Goals:
1/ Decide whether each statement agrees with the open letter about open source lab pages, answering yes or no and quoting the words from the open letter that settle it: (a) The writer describes being a new editor. (b) Stanford Open Source Lab has been proposed for deletion as an ad. (c) All external links on the writer's disambiguation page were deleted.
2/ In the open letter about open source lab pages, which page did Wikipedia send the writer to when the writer looked up 'open source labs'?
3/ List every page that the open letter about open source lab pages names by title in its dashed list of what happened to the writer's work.

Source extract:
========
User:Stockwellnow
Hello Wikipedians
Consider this an open letter about how many well-meaning individuals following Wikipedia's current rules and practices take good content and trash it. I am a new editor and documenting my experience trying to improve Wikipedia on a single subject of 'open source labs'. I looked it up on Wikipedia and it sent me to OSU Open Source Lab. I knew there were other labs at other universities so I wrote an OSL disamb page, which I copied the code for below. In my opinion I did a good job - and was trying to show the breadth of the subject and hit most of the major labs at universities and list some of the company ones. Now my work has been eviscerated - by the following things happening:
- all the examples I gave that there were not pages created for were deleted
- all external links were deleted, thereby rendering the page useless as a core resource for the concept
- Boston Open Source Science Laboratory has been proposed for deletion as an ad and as not notable
- Open Source laboratory information management systems is slated for deletion because of significance
- BYU Open Source Lab is tagged as not noteable
- Stanford Open Source Lab has been tagged as not noteable
- Open Source Research Lab has also been tagged the same
- User:Stockwellnow/UniParthenope Open Source Lab was moved to my user space
- and so has the Open Source Lab book User:Stockwellnow/Open-Source Lab (book)
========
Entries provided:
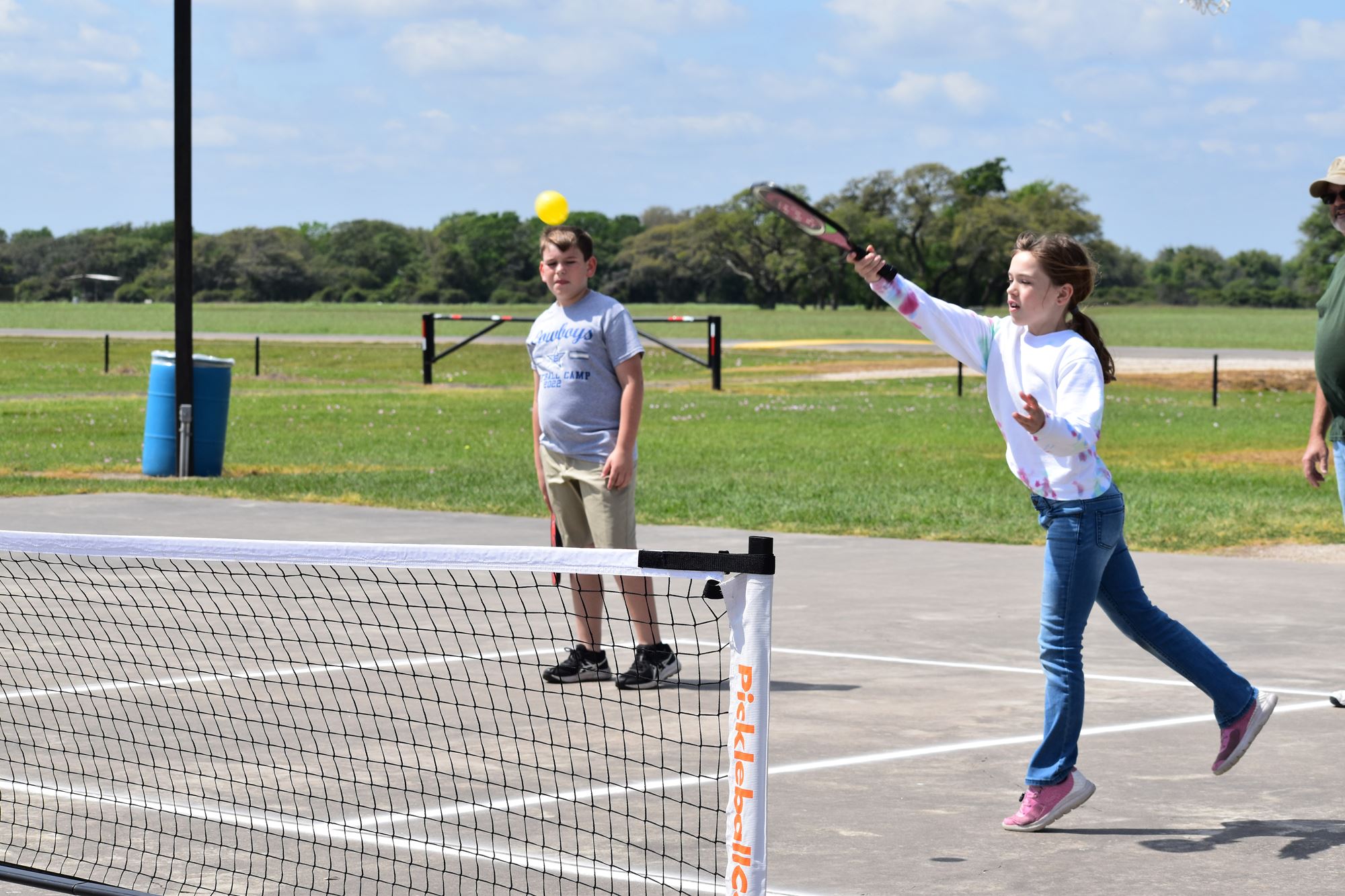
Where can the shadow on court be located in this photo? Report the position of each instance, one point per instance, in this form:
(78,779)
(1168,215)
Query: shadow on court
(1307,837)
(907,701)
========
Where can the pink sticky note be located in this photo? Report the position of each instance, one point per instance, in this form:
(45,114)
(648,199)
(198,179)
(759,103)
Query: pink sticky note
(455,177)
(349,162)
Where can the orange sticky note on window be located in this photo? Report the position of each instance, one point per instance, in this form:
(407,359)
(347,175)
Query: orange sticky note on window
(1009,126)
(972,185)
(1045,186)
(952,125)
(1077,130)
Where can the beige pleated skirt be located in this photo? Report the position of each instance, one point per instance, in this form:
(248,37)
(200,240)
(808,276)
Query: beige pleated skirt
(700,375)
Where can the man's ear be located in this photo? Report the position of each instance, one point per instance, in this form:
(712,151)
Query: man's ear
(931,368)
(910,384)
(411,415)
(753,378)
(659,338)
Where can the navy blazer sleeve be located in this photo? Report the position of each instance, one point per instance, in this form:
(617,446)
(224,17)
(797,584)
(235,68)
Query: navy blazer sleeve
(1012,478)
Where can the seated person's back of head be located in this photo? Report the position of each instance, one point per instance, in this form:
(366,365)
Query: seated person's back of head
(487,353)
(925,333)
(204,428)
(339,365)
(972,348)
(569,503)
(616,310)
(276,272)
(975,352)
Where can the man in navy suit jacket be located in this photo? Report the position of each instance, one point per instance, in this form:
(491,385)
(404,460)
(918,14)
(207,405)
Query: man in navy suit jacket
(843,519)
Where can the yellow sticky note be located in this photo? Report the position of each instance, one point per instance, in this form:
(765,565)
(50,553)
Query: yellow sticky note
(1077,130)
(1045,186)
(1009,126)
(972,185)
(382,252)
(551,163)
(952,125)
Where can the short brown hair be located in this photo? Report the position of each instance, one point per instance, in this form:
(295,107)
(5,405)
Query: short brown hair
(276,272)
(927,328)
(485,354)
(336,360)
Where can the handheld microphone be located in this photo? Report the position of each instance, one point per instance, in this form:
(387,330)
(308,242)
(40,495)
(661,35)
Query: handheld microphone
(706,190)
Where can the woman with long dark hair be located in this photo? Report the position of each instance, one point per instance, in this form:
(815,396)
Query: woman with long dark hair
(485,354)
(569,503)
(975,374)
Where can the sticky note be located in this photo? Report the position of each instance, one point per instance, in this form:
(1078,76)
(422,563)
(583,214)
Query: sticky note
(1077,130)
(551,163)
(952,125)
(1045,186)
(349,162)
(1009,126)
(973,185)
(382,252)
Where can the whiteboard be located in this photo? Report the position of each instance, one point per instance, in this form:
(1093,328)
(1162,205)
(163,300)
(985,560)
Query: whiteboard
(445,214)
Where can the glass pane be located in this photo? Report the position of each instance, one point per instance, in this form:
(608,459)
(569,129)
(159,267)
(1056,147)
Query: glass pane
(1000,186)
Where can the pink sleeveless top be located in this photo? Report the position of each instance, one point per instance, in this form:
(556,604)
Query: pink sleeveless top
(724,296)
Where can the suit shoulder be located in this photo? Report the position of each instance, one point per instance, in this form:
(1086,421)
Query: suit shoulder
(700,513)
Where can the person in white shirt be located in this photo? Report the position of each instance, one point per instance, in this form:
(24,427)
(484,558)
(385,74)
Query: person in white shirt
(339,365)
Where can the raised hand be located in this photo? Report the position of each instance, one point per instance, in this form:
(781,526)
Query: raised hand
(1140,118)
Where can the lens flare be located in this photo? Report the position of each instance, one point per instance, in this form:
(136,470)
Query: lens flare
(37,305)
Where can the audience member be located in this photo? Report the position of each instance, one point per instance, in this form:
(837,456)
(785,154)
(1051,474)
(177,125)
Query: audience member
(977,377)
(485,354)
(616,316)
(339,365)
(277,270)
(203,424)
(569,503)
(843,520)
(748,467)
========
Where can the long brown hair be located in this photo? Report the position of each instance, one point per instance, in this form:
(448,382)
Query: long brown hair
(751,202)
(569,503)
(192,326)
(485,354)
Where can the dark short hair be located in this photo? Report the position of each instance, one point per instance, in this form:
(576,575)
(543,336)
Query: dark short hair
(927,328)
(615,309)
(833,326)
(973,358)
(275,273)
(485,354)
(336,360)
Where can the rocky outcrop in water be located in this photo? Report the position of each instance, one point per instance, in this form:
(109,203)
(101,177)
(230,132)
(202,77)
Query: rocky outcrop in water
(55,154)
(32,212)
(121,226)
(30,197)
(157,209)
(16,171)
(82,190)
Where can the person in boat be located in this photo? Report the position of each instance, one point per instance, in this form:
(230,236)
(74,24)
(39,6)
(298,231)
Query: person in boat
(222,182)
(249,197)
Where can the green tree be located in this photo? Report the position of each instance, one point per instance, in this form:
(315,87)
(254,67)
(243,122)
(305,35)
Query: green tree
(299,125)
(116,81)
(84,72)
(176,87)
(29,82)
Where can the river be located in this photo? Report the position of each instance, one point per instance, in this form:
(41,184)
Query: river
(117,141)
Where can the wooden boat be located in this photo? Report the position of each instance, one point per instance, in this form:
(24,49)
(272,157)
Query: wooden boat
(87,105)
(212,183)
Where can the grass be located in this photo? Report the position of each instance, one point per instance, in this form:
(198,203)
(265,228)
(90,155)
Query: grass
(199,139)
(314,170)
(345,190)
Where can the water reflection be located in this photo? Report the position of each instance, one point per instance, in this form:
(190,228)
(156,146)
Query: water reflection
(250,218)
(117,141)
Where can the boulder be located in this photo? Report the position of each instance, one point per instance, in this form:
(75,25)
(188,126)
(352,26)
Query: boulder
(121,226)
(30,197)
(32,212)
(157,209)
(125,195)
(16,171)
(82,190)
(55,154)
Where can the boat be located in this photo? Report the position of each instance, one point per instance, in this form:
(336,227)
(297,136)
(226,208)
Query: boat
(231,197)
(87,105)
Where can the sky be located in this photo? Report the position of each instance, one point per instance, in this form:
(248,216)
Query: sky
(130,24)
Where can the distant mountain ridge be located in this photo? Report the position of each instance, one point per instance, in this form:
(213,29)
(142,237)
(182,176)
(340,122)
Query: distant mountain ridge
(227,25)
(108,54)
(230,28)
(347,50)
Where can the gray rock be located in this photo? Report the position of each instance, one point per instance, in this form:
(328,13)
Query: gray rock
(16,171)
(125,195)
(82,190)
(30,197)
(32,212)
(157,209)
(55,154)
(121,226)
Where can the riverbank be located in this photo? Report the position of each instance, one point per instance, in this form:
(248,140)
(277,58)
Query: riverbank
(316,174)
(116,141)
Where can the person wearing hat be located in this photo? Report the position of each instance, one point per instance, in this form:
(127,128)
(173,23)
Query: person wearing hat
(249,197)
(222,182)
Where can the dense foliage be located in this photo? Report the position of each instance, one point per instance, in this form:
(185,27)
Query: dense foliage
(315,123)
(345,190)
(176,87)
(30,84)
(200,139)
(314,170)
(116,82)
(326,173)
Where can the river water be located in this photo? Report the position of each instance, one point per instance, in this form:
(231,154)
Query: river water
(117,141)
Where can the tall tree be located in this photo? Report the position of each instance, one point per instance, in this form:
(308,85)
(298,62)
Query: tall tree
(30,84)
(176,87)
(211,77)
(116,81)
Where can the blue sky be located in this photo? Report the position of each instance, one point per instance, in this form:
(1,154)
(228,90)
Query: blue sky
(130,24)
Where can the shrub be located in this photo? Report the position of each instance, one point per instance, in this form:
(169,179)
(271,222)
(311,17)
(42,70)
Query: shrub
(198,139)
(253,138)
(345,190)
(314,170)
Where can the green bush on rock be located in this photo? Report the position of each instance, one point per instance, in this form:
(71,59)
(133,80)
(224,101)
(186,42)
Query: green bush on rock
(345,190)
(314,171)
========
Task responses:
1/
(a) Yes: "I am a new editor"
(b) No: "Stanford Open Source Lab has been tagged as not noteable"
(c) Yes: "all external links were deleted"

2/ OSU Open Source Lab.

3/
- Boston Open Source Science Laboratory
- Open Source laboratory information management systems
- BYU Open Source Lab
- Stanford Open Source Lab
- Open Source Research Lab
- User:Stockwellnow/UniParthenope Open Source Lab
- User:Stockwellnow/Open-Source Lab (book)